====== Provided data ======

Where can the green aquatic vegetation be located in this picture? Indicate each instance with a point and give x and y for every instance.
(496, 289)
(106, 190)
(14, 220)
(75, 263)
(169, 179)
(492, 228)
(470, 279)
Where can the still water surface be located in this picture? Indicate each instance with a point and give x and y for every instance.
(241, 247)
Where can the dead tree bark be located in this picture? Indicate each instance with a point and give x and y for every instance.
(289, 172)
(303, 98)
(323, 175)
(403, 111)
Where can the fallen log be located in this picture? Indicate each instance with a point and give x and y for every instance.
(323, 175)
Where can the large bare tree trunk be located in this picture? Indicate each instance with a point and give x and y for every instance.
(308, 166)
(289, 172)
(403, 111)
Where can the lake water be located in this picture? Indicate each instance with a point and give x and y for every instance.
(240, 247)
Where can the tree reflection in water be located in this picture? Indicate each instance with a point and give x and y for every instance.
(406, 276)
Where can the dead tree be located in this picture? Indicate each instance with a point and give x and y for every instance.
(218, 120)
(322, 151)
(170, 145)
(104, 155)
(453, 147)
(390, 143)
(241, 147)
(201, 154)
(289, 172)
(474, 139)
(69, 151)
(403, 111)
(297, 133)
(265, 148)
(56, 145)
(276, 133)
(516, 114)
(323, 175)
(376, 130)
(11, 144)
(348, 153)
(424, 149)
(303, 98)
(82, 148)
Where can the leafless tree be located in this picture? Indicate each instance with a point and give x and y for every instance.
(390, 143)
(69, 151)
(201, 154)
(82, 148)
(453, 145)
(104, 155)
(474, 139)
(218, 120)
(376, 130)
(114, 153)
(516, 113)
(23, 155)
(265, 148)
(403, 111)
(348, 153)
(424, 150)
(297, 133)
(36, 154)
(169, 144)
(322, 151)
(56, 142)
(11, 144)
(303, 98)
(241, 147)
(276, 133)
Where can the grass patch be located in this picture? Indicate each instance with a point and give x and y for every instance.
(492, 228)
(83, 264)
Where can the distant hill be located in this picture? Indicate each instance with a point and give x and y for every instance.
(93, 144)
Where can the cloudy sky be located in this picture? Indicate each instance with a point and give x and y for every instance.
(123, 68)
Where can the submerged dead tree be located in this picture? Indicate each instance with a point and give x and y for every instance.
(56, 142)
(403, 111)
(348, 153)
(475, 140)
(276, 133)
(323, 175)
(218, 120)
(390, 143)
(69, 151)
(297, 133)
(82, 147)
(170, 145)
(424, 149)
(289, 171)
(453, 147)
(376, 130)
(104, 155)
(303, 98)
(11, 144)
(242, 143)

======

Copy out the records shown above, every one, exactly.

Where can the green aquatic vegetation be located in this picture? Indicate each instance with a point and give x and y for every instance.
(496, 289)
(106, 190)
(14, 220)
(75, 263)
(169, 179)
(492, 228)
(470, 279)
Where can the still water surface be located in this picture? Indicate each instance with a point and give x and y for every instance.
(241, 247)
Where can the dead tree bark be located in this picture? Indicate each instance with a point and give x and y for every instance.
(289, 172)
(303, 98)
(323, 175)
(403, 111)
Where can the fallen log be located in this picture? Indicate each instance with a point and give x and y for every instance.
(323, 175)
Where can the large bare tree trunk be located in this picture? Indicate each instance with a point and give x and y for every instance.
(308, 166)
(289, 172)
(403, 111)
Where can the lake water be located in this picture? Indicate each instance with a point and give x and y for every instance.
(240, 247)
Where can the tree reflection in water be located in this picture? Indicate each instance with a point and give x and y for every instance.
(406, 276)
Where can the dead tree be located in this picture? Indicate each instance with a point and give x and y for every instance.
(218, 120)
(322, 151)
(170, 145)
(104, 155)
(453, 147)
(390, 143)
(241, 147)
(201, 154)
(289, 172)
(474, 139)
(69, 151)
(403, 111)
(297, 133)
(265, 148)
(56, 145)
(276, 133)
(516, 114)
(323, 175)
(376, 130)
(11, 144)
(348, 153)
(424, 149)
(303, 98)
(82, 148)
Where can the leafless tree be located in this picture? Indicate each instance with a point and give x and y for every instance.
(390, 143)
(69, 151)
(201, 154)
(82, 148)
(453, 145)
(104, 155)
(474, 139)
(218, 120)
(376, 130)
(114, 153)
(516, 113)
(23, 155)
(265, 148)
(403, 111)
(348, 153)
(424, 150)
(297, 133)
(36, 154)
(169, 144)
(322, 151)
(56, 142)
(11, 144)
(303, 98)
(241, 147)
(276, 133)
Where can the grass patch be located in this picture? Indicate each instance with a point and give x and y for every instance.
(492, 228)
(83, 264)
Where can the distant hill be located in this picture? Indicate each instance with a point and give x and y for every instance.
(93, 144)
Where can the cloudy sky be located in this picture? Indicate each instance with a point and give x and y for every instance.
(123, 68)
Where can the submerged dead tree be located in this picture? Indicate each instance with a point and give x and y for every instance.
(56, 142)
(403, 111)
(348, 153)
(475, 140)
(276, 133)
(323, 175)
(218, 120)
(390, 143)
(69, 151)
(297, 133)
(82, 147)
(170, 145)
(424, 149)
(289, 171)
(453, 147)
(376, 130)
(104, 155)
(303, 98)
(11, 144)
(242, 143)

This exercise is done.